BRIEF DESCRIPTION OF THE DRAWINGS

Embodiments of the present invention will now be described, by way of example, with reference to the accompanying drawings in which:

FIG. 1 is a schematic diagram of a computer server which is arranged to be implemented as a system for processing an image in accordance with an embodiment of the present invention.

FIG. 2 is a block diagram showing a system for processing an image in accordance with an embodiment of the present invention.

FIG. 3 is a schematic diagram showing the pipeline of the EAM-FMEG method during training.

FIG. 4 is a graphical illustration of the EIMHSA module.

FIG. 5 are images demonstrating qualitative result on CASME II, SMIC, and SAMM with images around the apex frame.

FIG. 6 are images showing qualitative study of the method with (the second column) and without (the first column) AEP and EIMHSA modules.

DETAILED DESCRIPTION OF THE PREFERRED EMBODIMENTS

The inventors devised that the extrapyramidal and pyramidal tracts, which control voluntary and involuntary expressions, are the two different pathways for controlling expressions according to a neuropsychological study. FMEs are manifested when the two paths are active and engaged in a conflict. Thus, eliciting FMEs for database construction is particularly challenging. Several paradigms have been used in the past few years to construct FME databases. Posed FME databases such as USF-HD and Polikovsky's database were presented at early stages. However, they are not spontaneous.

Spontaneous FME databases were built by introducing a neutralization paradigm; subjects were asked to watch strong emotional stimuli while trying to maintain neutral faces. This paradigm has been widely adopted during the creation of several popular databases, including CASME, CASME II, CAS(ME), SMIC, SAMM, and MMEW. However, the neutralization paradigm can differ considerably from how FMEs are elicited in daily life, such as when FMEs are conveyed in interpersonal contacts.

An appropriate paradigm involves eliciting FMEs through mock crime, dictator games, or prisoner's dilemmas, allowing the construction of high ecological databases. MEVIEW is an in-the-wild database selected from online poker game and TV interview video clips. Although these databases helped the development of FME analysis, they are still not large enough for the data-driven deep learning methods. Thus, the performance is hampered by the limitation of small databases. An unprecedentedly large and high ecological validity database CAS(ME) elicited by both mock crimes and neutralization paradigms may be used. The database contains 80 hours of videos with 1,109 FMEs, 3,490 FMaEs, and additional depth information. Although the introduction of CAS(ME) may alleviate the issue of FME's small sample size, annotating such databases remains exceedingly challenging; in particular, annotating a 1-minute video usually takes 30 minutes. Instead of creating new databases from scratch, another way is generating FME samples by leveraging currently available well-calibrated annotations.

:::

■ **Prompt 1**
Arrange the entries as a Markdown table with the columns Number and Entry line, leaving out blank lines. Begin at the line that contains "For every instance of the person's" and stop after the last line of the entries, including both of those lines.
The entries that follow bear no relation to the passage.

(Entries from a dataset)
:::

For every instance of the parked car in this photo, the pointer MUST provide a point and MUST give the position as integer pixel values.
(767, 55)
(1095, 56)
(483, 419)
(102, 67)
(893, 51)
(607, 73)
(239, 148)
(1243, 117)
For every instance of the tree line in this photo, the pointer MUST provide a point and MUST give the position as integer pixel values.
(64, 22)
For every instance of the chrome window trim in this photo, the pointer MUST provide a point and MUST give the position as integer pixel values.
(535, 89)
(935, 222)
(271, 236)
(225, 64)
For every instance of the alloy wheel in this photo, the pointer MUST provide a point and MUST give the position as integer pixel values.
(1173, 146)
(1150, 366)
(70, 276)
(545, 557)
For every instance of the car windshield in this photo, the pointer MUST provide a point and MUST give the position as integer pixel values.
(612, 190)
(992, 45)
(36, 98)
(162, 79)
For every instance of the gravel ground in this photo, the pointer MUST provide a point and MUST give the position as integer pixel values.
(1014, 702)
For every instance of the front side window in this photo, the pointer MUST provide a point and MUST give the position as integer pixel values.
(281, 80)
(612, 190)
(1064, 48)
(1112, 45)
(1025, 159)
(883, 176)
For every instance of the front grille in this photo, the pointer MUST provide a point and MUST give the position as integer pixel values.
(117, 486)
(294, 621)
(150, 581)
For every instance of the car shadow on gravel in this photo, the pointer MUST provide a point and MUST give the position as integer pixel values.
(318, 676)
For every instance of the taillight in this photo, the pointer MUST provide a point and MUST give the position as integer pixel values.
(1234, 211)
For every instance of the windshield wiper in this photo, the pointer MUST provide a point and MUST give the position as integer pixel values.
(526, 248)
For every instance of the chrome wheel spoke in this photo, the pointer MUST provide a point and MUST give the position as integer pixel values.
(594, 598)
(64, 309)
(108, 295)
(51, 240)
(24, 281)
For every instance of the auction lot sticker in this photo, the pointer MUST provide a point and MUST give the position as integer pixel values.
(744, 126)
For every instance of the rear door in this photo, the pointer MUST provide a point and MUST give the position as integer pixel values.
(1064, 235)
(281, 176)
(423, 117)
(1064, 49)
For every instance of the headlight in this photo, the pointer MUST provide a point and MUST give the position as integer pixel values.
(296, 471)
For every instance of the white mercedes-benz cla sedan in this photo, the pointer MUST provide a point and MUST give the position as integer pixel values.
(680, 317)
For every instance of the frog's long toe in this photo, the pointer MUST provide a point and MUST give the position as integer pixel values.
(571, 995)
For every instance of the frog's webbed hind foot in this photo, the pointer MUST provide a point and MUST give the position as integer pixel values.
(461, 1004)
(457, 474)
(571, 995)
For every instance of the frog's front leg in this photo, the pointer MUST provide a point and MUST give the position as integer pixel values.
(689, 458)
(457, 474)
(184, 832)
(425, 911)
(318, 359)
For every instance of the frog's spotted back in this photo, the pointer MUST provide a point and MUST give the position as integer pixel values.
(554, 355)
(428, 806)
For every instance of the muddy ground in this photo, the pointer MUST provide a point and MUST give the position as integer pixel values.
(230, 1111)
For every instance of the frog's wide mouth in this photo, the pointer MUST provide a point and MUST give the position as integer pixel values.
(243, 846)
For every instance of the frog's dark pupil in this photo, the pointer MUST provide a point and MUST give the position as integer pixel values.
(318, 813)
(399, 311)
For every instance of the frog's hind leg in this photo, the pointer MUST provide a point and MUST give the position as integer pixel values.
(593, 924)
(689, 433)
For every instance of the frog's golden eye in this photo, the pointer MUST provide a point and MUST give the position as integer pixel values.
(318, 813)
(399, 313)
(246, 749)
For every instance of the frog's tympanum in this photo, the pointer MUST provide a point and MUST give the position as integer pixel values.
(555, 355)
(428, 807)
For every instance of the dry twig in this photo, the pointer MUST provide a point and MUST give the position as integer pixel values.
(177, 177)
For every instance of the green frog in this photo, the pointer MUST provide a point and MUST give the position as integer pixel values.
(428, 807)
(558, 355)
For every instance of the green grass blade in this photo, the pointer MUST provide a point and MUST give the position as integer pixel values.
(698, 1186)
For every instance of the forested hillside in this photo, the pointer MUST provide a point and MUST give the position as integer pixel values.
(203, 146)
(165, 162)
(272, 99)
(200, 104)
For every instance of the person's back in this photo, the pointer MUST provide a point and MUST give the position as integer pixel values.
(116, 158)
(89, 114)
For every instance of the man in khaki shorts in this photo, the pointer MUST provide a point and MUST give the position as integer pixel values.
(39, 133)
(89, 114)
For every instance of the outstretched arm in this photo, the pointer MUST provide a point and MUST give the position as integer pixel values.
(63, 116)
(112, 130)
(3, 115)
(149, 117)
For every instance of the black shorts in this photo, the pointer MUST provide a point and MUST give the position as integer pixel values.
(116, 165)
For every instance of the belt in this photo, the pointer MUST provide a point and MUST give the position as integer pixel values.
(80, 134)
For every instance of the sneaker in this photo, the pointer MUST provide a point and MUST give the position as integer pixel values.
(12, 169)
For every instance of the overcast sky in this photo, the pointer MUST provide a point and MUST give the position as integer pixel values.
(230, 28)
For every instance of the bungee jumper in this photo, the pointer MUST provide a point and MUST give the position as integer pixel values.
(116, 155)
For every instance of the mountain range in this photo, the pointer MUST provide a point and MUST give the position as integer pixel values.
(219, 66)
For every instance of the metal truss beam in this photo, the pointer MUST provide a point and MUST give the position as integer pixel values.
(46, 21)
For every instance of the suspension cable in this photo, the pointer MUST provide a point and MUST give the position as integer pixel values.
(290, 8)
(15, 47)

:::

■ **Prompt 2**
Name every database that the passage says adopted the neutralization paradigm.

■ **Task solution 1**
| Number | Entry line |
|---|---|
| 1 | For every instance of the person's back in this photo, the pointer MUST provide a point and MUST give the position as integer pixel values. |
| 2 | (116, 158) |
| 3 | (89, 114) |
| 4 | For every instance of the man in khaki shorts in this photo, the pointer MUST provide a point and MUST give the position as integer pixel values. |
| 5 | (39, 133) |
| 6 | (89, 114) |
| 7 | For every instance of the outstretched arm in this photo, the pointer MUST provide a point and MUST give the position as integer pixel values. |
| 8 | (63, 116) |
| 9 | (112, 130) |
| 10 | (3, 115) |
| 11 | (149, 117) |
| 12 | For every instance of the black shorts in this photo, the pointer MUST provide a point and MUST give the position as integer pixel values. |
| 13 | (116, 165) |
| 14 | For every instance of the belt in this photo, the pointer MUST provide a point and MUST give the position as integer pixel values. |
| 15 | (80, 134) |
| 16 | For every instance of the sneaker in this photo, the pointer MUST provide a point and MUST give the position as integer pixel values. |
| 17 | (12, 169) |
| 18 | For every instance of the overcast sky in this photo, the pointer MUST provide a point and MUST give the position as integer pixel values. |
| 19 | (230, 28) |
| 20 | For every instance of the bungee jumper in this photo, the pointer MUST provide a point and MUST give the position as integer pixel values. |
| 21 | (116, 155) |
| 22 | For every instance of the mountain range in this photo, the pointer MUST provide a point and MUST give the position as integer pixel values. |
| 23 | (219, 66) |
| 24 | For every instance of the metal truss beam in this photo, the pointer MUST provide a point and MUST give the position as integer pixel values. |
| 25 | (46, 21) |
| 26 | For every instance of the suspension cable in this photo, the pointer MUST provide a point and MUST give the position as integer pixel values. |
| 27 | (290, 8) |
| 28 | (15, 47) |

■ **Task solution 2**
CASME, CASME II, CAS(ME), SMIC, SAMM, MMEW